◆ ЗАДАЧИ ДЛЯ РЕШЕНИЯ
A - Ответьте по тексту о монастыре, монетизации и монголах:
(i) Сколько гектаров земли при монастыре?
(ii) Какое событие в Новочеркасске упоминается?
(iii) Чем является степь для монгола?
B - Продолжите текст о монастыре, монетизации и монголах, начиная сразу после его последнего предложения.

◆ ИСХОДНЫЙ ТЕКСТ
• • • •

Кроме того, при монастыре двести гектаров земли, их распахать и засеять – тяжелейший труд. Но вокруг монастыря образовалась всеми ощутимая аура реальных чудес. Зола не превращается в муку, но еще четыре года назад вокруг была просто омерзительная жизнь, как может быть омерзителен распад, а сегодня люди пытаются быть самодостаточными.
Культура монастырской жизни такова, что она всегда была основой жизни для окружающих. (II, 34)
МОНЕТИЗАЦИЯ
(2005)
Интервьюер: Почему народ из-за монетизации вышел на улицы? В нашей новейшей истории были и более тревожные моменты, а никто не митинговал!
Думаю, это связано с тем, что раньше страха было больше. Даже лет двадцать назад в похожей ситуации никто бы не вышел митинговать.
Если помните, была страшная история – расстрел демонстрантов в Новочеркасске. Но кто в то время об этом знал?
В этом смысле нынешняя свобода информации – большой прогресс и завоевание. С другой стороны, есть ощущение, что раньше было хорошо, потому что все молчали, а теперь плохо, потому что все об этом стали говорить.
Это абсолютно не так.
И раньше хватало безобразий, но сейчас появилась счастливая возможность – выйти и высказаться.
Правда, есть и другая крайность. Один старец сказал, что «публичное восхищение придает разумности любому дураку», и этим, к сожалению, очень многие пользуются в интересах собственного пиара. (I, 114)
МОНГОЛЫ
(1992)
Я очень глубоко чувствую неразрывную связь монголов со степью. Они не могли бы существовать больше нигде в мире, я представляю себе, какое мучение для них надевать костюм и галстук. Это же совершенно неестественно. Они становятся совершенно другими людьми, потому что разрушается их внутренняя гармония.
Для монгола степь – это он сам. Биологически.

• • • •

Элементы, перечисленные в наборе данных
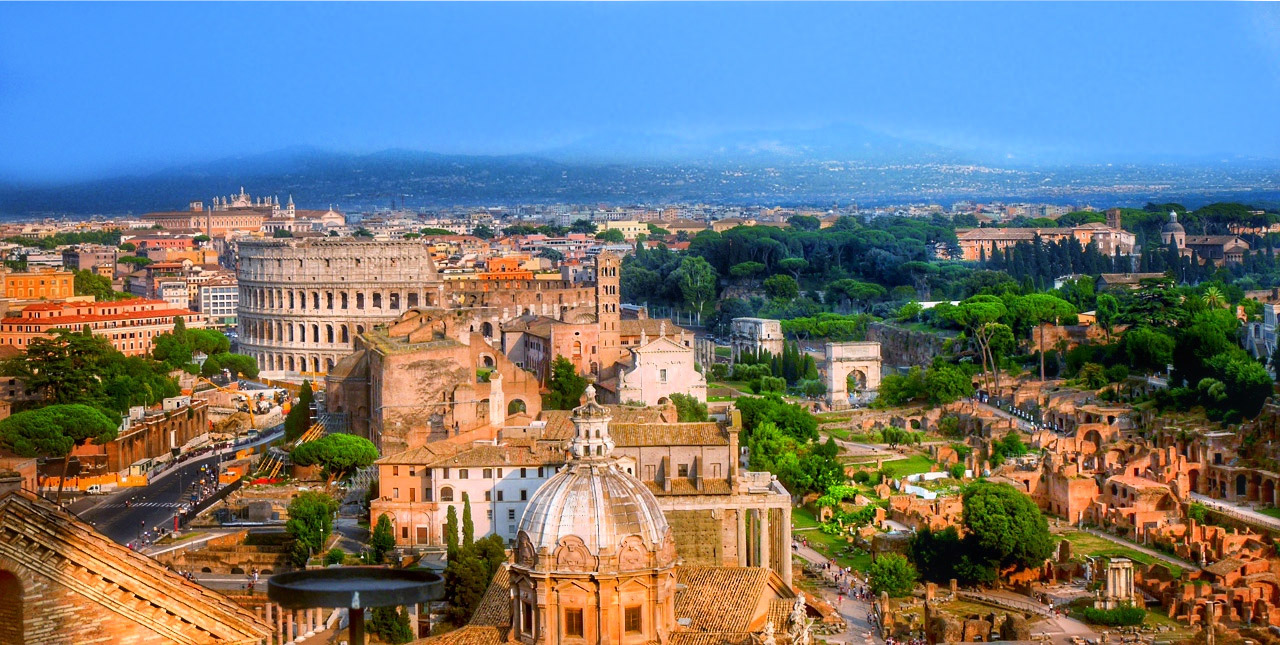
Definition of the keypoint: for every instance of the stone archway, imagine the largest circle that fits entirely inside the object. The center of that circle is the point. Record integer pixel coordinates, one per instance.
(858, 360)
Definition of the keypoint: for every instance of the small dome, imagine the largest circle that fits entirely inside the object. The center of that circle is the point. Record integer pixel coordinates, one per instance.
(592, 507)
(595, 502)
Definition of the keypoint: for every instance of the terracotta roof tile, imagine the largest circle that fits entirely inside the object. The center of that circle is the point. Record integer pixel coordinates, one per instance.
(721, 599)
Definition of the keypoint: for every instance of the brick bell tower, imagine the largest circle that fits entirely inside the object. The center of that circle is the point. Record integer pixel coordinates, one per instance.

• • • •

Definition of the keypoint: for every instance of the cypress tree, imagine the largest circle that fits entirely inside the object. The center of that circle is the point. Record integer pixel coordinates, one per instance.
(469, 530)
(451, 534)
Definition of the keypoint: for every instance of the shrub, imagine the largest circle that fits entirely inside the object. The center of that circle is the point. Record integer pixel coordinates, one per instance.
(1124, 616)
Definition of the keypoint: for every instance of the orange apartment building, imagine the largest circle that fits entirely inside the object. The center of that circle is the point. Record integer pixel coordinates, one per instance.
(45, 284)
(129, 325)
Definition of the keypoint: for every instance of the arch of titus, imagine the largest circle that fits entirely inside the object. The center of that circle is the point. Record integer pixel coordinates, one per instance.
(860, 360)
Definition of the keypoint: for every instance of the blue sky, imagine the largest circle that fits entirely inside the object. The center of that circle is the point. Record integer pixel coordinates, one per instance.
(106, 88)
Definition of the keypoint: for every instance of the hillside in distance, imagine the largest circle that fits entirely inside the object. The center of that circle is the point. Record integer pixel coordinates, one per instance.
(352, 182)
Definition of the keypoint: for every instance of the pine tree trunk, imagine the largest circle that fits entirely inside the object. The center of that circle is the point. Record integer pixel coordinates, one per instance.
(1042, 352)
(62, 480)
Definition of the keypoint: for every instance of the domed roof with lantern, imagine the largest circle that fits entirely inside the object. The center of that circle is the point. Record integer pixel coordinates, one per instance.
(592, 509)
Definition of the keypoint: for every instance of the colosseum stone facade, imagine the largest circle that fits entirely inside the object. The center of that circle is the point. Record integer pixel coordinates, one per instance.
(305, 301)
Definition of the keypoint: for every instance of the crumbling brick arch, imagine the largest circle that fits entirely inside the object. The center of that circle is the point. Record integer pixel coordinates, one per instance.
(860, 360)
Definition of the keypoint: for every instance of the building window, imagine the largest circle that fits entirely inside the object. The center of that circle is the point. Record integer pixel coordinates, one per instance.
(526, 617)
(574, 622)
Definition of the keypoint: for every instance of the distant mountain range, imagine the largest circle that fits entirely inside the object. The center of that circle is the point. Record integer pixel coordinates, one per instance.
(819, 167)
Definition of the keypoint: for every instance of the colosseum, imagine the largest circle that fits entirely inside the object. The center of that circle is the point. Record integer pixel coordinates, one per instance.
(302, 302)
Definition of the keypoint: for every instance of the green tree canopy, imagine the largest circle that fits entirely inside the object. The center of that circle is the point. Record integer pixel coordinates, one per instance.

• • • •

◆ ПИСЬМЕННЫЕ ОТВЕТЫ
A -
(i) Двести гектаров.
(ii) Расстрел демонстрантов.
(iii) Для монгола степь – это он сам.

B -
Проскакать пятьдесят километров верхом на лошади или зарезать овцу для монгола – это его жизнь, в то время как для легкомысленного туриста, согласно его так называемым «цивилизованным» представлениям, это выглядит как варварство, или жестокость, или бог знает что еще. (II, 22)
Монголы и русские
(1992)
У монголов и у русских почти три века общей культуры, даже наша кровь перемешана с монгольской. Я считаю, что у всех людей географический характер, но духовный пейзаж, оставивший неизгладимый след на характере жителей степей, не обязательно должен отличаться от духовного пейзажа людей, которые живут на берегу океана.
С этой точки зрения русские и монголы очень близки из-за огромных просторов, на которых они живут. (II, 22)
МОНИКА
Интервьюер: Вы Клинтону в ситуации с Моникой <Левински> по-мужски сочувствуете?
Я считаю, что личная жизнь человека – не предмет обсуждения ни для кого.
Это чудовищная бестактность американского общества.
Вся эта история вселяла в меня большую симпатию к Клинтону до того момента, как он стал извиняться перед женой, перед Моникой. Правда, у нас разные культуры.
А самое страшное – это фигура самой Моники.
Мне очень жаль, что в Америке это считается нормой. (II, 31)
МОНИКОНЕ ЭНЦО
(2009)
Вопрос: Правда, что ваш итальянский монтажер умыкнул у Вас режиссерский вариант «Сибирского цирюльника» и требует за него двести тысяч долларов?
Это, к сожалению, неправда, ибо я предпочел бы такой исход, нежели тот, который случился.
Выдающийся монтажер, художник, мой близкий друг Энцо Мониконе ушел из жизни в прошлом году… (XV, 41)
МОНТАЖ
(2012)
Вопрос: Умеете ли Вы монтировать видео? Есть ли куски ваших фильмов, которые монтировали Вы сами?
Я все свои картины монтирую сам. Другой разговор, что кнопки нажимает другой человек…
До определенного времени (до картины «Очи черные») я предполагал, что монтажер – это склейщик или склейщица. Тогда еще не было электронного монтажа, и ты сидишь рядом с монтажером и говоришь: давай возьмем подлиннее вот этот кусок, этот кусок и так далее, и так далее. Коробок тысяча, «срезки» это называлось. Это была кропотливая, трудная работа. Так работали и монтировали неплохое кино.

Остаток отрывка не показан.